Andrea Cano

Personal information
- Full name: Andrea Cano
- Date of birth: 18 April 1976 (age 50)
- Place of birth: Rome, Italy
- Height: 1.85 m (6 ft 1 in)
- Position: Goalkeeper

Team information
- Current team: Calcio Padova

Senior career*
- Years: Team / Apps / (Gls)
- 1995–1996: Narnese / 8 / (0)
- 1996–1997: Lazio / 0 / (0)
- 1997–1998: Narnese / 34 / (0)
- 1998–2003: Frosinone / 142 / (0)
- 2003–2005: Lanciano / 65 / (0)
- 2005–2012: Padova / 166 / (0)
- 2012–2013: Bassano Virtus / 23 / (0)
- 2013–2014: Delta Porto Tolle / 20 / (0)

Managerial career
- 2015–2016: Abano (youth goalkeepers)
- 2016–: Padova (youth goalkeepers)

= Andrea Cano =

Italian footballer and manager (born 1976)

Andrea Cano (born 18 April 1976) is an Italian football manager and former player who played as a goalkeeper. He is currently the director of coaching for youth goalkeepers at Padova Football Academy.

• _Task_: Write the next part of the article on goalkeeper Andrea Cano, picking up after its final sentence.

• _Source data_:
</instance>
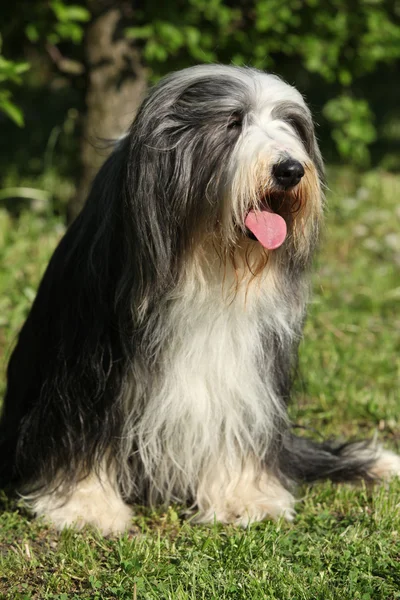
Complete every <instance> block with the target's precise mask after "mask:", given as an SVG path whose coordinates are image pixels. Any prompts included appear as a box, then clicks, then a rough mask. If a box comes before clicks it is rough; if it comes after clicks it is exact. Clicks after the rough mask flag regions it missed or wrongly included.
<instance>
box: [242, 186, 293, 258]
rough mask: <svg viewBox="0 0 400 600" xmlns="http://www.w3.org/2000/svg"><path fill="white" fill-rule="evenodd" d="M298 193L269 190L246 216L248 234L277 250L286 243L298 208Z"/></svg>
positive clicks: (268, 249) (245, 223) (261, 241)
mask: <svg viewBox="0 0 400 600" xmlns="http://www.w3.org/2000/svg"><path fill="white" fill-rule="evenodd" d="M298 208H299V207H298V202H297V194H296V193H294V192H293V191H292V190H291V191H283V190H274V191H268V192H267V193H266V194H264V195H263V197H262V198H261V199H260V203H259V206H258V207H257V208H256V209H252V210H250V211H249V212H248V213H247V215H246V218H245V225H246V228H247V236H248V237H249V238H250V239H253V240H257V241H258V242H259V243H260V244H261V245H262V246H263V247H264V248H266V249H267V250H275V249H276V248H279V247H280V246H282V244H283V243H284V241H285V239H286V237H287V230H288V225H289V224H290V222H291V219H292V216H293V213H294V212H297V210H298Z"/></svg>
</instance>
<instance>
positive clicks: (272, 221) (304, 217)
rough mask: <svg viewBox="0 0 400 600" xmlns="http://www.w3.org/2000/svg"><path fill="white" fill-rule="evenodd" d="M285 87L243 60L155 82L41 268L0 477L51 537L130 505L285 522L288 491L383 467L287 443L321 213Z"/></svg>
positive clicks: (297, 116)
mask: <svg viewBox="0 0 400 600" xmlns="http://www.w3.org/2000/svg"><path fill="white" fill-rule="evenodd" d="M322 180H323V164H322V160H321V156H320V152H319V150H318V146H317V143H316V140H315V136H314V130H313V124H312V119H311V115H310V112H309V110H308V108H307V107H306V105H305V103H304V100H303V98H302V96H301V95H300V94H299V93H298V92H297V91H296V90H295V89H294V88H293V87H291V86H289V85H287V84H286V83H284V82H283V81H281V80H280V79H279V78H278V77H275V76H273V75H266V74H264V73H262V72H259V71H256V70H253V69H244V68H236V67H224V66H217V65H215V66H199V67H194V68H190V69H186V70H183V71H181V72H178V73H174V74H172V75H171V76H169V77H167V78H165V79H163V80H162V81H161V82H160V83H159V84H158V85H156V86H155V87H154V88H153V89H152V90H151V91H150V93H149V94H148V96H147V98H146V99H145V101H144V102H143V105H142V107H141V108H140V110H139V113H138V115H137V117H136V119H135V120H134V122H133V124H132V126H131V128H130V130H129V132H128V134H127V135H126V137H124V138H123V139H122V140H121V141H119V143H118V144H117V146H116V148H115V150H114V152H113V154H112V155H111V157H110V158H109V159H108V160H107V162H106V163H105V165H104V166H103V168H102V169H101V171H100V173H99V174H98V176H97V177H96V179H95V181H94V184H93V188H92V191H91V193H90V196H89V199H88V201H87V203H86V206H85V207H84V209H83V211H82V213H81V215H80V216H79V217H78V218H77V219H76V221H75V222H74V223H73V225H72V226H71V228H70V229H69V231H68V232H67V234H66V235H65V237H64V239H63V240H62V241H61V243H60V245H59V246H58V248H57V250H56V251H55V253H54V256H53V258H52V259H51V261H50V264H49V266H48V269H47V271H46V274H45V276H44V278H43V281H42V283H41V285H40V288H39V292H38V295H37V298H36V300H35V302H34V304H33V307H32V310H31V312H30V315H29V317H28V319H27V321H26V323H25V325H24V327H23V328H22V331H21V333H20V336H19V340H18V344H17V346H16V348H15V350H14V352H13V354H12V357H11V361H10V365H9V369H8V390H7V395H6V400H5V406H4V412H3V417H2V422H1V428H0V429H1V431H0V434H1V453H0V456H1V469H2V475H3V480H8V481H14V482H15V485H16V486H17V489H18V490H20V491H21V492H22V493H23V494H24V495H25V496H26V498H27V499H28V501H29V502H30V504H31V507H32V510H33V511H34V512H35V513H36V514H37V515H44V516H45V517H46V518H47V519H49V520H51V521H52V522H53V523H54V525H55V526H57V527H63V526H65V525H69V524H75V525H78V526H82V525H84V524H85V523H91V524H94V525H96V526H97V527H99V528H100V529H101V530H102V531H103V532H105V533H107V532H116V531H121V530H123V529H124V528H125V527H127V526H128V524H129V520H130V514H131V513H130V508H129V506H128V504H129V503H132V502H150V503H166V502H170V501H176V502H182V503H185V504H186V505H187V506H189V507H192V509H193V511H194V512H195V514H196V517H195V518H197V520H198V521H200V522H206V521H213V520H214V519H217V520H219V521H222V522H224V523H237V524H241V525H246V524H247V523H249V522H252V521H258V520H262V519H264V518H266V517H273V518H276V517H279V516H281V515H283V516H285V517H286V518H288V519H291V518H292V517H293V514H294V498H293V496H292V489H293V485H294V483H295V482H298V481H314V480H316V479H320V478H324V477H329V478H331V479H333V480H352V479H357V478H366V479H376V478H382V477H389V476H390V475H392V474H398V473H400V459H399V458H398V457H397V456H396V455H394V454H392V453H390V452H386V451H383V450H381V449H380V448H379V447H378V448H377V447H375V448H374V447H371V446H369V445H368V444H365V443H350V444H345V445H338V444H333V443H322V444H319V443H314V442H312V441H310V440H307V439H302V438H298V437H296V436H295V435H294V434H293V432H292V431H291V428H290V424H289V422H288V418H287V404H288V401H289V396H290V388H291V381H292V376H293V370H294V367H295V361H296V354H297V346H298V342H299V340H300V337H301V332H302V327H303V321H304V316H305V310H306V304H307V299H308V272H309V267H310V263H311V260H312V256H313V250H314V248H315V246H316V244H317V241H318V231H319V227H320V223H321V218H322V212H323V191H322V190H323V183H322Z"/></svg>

• _Your response_:
==Playing career==
Cano's career began with Narnese. He moved to Lazio in Serie A before returning to Narnese. He later played for Frosinone and Lanciano. From 2005 he played for Calcio Padova, renewing his contract several times before leaving the club in 2012.

In October 2012 he moved to Bassano Virtus in the Lega Pro Seconda Divisione and in November 2013 joined Delta Porto Tolle in the same division. At the end of the 2013–14 season he retired as a player.

==Coaching career==
In the summer of 2015 Cano became the youth goalkeepers coach for Abano in Serie D. In July 2016 he moved to coach at Calcio Padova.